§ **SOURCE MATERIAL**
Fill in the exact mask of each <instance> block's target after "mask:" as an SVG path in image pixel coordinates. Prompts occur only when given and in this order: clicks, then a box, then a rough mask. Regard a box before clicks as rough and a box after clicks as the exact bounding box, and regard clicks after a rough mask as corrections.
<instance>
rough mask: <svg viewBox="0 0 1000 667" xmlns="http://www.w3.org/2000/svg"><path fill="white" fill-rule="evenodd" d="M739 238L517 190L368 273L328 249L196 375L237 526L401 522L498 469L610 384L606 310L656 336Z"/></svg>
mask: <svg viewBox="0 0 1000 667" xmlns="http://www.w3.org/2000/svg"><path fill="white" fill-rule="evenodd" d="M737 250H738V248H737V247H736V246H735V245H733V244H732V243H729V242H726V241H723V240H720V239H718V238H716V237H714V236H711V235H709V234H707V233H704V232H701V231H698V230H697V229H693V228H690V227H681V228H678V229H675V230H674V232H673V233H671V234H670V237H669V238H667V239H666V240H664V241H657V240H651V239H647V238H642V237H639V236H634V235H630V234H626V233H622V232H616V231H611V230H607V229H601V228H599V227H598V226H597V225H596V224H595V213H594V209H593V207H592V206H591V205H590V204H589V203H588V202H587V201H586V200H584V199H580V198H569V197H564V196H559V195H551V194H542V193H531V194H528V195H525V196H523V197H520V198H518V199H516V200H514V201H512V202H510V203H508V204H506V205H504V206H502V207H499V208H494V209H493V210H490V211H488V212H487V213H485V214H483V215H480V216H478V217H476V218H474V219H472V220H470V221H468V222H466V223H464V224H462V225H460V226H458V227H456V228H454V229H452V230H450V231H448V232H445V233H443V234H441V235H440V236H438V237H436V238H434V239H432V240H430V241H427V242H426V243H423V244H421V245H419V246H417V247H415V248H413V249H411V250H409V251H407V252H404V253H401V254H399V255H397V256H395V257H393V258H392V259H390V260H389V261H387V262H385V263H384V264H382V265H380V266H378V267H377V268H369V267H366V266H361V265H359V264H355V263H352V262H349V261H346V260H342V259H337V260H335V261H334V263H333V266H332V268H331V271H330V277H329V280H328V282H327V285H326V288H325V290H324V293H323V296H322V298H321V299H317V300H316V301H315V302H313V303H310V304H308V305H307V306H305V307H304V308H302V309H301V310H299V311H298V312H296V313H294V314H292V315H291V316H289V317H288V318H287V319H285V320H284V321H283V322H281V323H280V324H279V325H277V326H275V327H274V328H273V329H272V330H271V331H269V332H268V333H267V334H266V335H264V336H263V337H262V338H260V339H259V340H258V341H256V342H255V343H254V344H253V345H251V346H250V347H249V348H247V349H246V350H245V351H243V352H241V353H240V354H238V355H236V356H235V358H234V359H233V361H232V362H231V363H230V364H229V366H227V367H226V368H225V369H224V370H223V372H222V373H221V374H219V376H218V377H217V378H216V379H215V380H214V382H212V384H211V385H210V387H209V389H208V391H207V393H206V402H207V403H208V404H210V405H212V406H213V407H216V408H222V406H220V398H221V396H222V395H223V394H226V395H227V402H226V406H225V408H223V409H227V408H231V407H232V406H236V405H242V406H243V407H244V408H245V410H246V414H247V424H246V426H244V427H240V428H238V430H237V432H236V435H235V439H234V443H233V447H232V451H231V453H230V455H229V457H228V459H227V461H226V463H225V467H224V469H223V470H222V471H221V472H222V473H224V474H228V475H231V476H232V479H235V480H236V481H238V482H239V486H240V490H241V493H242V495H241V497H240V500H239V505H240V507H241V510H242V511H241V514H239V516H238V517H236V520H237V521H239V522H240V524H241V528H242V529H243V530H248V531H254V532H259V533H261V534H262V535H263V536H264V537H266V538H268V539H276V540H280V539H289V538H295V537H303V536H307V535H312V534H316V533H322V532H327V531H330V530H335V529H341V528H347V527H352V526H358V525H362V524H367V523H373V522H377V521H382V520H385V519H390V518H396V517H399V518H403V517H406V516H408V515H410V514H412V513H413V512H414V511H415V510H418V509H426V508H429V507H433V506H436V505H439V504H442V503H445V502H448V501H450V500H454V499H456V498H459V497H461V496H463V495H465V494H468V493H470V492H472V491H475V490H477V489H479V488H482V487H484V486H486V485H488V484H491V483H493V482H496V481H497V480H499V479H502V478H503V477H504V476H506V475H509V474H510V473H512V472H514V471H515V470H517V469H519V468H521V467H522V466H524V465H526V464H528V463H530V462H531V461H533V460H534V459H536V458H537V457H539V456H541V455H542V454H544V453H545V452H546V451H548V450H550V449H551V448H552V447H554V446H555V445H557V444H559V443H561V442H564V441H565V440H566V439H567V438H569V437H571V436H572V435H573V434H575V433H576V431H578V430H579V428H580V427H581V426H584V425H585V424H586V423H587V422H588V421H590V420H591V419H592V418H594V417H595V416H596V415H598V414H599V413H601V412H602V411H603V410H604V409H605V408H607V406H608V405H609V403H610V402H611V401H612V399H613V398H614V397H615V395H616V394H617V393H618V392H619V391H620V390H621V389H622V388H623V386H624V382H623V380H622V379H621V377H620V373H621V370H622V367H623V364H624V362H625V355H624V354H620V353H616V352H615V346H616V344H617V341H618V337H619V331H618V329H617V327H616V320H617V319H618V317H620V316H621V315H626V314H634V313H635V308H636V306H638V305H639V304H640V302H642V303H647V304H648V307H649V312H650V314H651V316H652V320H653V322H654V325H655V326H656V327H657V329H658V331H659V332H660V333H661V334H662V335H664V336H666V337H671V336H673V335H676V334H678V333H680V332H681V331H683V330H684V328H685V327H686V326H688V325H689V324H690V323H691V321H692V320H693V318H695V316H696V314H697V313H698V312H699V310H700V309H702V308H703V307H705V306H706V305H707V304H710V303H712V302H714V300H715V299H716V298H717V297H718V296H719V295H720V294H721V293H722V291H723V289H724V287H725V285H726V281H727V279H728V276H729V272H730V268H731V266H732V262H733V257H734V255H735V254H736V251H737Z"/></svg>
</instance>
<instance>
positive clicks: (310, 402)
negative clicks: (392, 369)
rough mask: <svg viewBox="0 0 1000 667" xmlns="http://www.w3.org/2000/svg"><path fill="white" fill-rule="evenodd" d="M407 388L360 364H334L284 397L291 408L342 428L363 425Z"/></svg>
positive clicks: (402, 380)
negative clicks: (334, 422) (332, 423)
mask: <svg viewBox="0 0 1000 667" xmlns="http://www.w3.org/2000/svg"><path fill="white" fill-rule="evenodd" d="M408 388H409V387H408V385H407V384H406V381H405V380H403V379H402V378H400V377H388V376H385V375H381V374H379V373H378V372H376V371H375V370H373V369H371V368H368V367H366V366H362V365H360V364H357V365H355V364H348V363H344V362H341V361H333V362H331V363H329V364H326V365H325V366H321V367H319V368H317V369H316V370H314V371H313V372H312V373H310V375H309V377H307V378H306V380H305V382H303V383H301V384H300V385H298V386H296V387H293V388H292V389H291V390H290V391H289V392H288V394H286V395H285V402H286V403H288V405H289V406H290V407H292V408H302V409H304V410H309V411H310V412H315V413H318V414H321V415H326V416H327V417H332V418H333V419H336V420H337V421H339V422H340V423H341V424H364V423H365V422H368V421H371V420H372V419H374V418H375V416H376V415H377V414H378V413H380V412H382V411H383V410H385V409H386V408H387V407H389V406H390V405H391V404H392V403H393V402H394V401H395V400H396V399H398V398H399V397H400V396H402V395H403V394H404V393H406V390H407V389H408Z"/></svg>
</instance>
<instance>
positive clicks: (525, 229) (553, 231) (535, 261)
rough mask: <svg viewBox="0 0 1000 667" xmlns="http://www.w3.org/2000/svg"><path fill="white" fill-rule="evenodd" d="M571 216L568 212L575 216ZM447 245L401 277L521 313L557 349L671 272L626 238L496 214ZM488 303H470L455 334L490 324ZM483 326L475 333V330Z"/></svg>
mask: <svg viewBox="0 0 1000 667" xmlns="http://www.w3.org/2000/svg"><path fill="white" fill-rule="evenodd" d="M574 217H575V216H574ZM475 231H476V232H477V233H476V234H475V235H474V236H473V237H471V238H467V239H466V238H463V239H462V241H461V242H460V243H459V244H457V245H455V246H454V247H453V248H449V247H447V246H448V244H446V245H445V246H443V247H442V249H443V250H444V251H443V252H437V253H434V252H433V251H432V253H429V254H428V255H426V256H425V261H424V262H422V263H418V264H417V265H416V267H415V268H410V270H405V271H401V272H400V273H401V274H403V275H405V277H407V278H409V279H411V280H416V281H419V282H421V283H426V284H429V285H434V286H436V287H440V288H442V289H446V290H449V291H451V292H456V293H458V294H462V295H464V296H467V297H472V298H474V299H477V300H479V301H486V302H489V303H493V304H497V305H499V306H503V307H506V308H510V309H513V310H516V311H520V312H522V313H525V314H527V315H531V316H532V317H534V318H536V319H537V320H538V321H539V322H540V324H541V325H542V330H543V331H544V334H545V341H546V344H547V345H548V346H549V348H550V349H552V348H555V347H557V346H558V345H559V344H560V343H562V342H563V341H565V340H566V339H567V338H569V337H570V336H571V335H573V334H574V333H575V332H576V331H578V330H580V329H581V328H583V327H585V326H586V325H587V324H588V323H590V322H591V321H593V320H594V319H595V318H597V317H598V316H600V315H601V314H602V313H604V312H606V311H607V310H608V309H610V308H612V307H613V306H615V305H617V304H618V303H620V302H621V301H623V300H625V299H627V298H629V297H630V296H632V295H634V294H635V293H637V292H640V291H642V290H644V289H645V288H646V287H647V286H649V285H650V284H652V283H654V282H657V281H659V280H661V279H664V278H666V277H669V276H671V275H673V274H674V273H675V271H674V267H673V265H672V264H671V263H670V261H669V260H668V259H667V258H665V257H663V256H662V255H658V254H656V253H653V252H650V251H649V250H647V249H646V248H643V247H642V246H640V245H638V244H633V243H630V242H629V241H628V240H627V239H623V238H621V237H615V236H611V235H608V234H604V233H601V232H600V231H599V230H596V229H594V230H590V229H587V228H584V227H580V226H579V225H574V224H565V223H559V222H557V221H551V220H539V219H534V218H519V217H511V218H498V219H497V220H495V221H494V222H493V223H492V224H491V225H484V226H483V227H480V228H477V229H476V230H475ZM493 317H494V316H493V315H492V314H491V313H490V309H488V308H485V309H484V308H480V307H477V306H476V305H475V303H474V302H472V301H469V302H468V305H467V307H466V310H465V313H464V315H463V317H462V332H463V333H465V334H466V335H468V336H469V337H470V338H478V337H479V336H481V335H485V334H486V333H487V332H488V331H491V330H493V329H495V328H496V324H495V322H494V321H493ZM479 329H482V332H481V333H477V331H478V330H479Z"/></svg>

§ **WORK TO COMPLETE**
The answer consists of the lines above that include the word "positive", each copied exactly.

§ **SOLUTION**
positive clicks: (310, 402)
positive clicks: (402, 380)
positive clicks: (525, 229) (553, 231) (535, 261)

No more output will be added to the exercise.